Written problem. Copy out, unchanged, the lines of the items below from the one holding "target: white minibus" to the one holding "43 L 47 118", with both of those lines included. Give only those lines.
------ Provided information ------
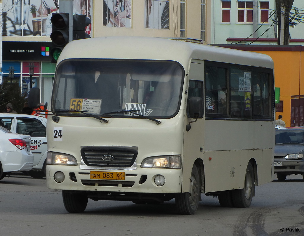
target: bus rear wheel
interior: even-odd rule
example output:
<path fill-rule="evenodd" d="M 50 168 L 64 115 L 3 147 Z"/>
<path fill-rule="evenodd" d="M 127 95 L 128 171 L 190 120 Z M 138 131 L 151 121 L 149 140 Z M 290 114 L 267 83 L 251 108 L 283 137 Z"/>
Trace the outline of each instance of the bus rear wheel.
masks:
<path fill-rule="evenodd" d="M 77 192 L 62 190 L 62 199 L 65 209 L 71 213 L 83 212 L 88 205 L 86 195 Z"/>
<path fill-rule="evenodd" d="M 235 207 L 247 208 L 252 200 L 254 191 L 254 173 L 253 167 L 249 163 L 245 174 L 244 188 L 231 190 L 232 201 Z"/>
<path fill-rule="evenodd" d="M 175 196 L 175 204 L 180 214 L 193 215 L 196 211 L 200 199 L 200 183 L 197 168 L 194 165 L 190 177 L 189 192 L 179 193 Z"/>

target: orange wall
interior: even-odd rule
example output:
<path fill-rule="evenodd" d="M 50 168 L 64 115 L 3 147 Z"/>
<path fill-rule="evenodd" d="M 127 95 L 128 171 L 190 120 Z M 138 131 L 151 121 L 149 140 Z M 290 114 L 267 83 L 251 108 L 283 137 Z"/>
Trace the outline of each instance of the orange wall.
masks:
<path fill-rule="evenodd" d="M 275 84 L 280 88 L 280 100 L 283 101 L 283 112 L 279 115 L 286 127 L 290 126 L 292 96 L 304 95 L 304 52 L 292 51 L 254 51 L 270 56 L 275 65 Z"/>

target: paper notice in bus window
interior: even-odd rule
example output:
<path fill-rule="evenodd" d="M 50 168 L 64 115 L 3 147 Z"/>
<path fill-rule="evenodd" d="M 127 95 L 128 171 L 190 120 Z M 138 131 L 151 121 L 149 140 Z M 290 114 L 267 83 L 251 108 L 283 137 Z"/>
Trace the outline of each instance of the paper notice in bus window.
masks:
<path fill-rule="evenodd" d="M 251 73 L 244 72 L 244 91 L 250 92 L 251 91 Z"/>
<path fill-rule="evenodd" d="M 102 101 L 101 99 L 71 98 L 70 109 L 75 111 L 82 111 L 92 114 L 100 114 Z"/>
<path fill-rule="evenodd" d="M 126 103 L 125 107 L 126 110 L 138 110 L 134 112 L 137 114 L 143 116 L 149 116 L 153 110 L 146 109 L 146 104 L 143 103 Z"/>
<path fill-rule="evenodd" d="M 100 114 L 101 99 L 84 99 L 82 101 L 82 110 L 93 114 Z"/>
<path fill-rule="evenodd" d="M 244 91 L 244 77 L 239 77 L 239 91 Z"/>

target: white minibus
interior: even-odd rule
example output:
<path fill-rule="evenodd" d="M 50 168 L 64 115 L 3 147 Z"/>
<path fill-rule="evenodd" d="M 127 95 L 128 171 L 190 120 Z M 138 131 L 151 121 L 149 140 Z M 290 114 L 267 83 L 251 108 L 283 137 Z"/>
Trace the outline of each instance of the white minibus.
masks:
<path fill-rule="evenodd" d="M 69 43 L 47 118 L 47 187 L 71 213 L 89 199 L 174 199 L 192 214 L 201 194 L 249 207 L 273 178 L 273 70 L 264 55 L 185 40 Z"/>

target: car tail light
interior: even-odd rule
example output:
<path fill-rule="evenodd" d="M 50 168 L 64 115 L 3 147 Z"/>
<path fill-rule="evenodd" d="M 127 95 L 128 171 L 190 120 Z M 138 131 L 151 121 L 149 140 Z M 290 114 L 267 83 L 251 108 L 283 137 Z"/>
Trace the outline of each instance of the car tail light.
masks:
<path fill-rule="evenodd" d="M 26 148 L 26 142 L 20 138 L 11 138 L 9 141 L 20 150 Z"/>

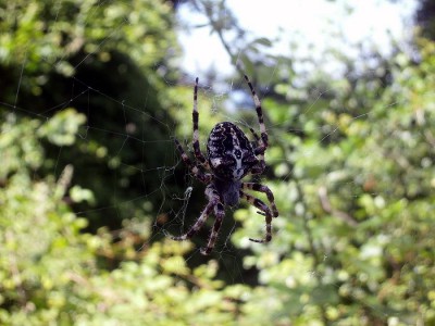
------
Written response.
target: white minibus
interior: even-odd rule
example output:
<path fill-rule="evenodd" d="M 50 168 L 64 115 L 3 147 Z"/>
<path fill-rule="evenodd" d="M 127 95 L 128 171 L 190 120 Z M 138 131 L 151 121 L 149 140 Z M 290 114 L 267 83 L 251 108 L 283 137 Z"/>
Trace the outline of each instance of the white minibus.
masks:
<path fill-rule="evenodd" d="M 69 43 L 47 118 L 47 187 L 71 213 L 89 199 L 174 199 L 192 214 L 201 194 L 249 207 L 273 178 L 273 70 L 264 55 L 185 40 Z"/>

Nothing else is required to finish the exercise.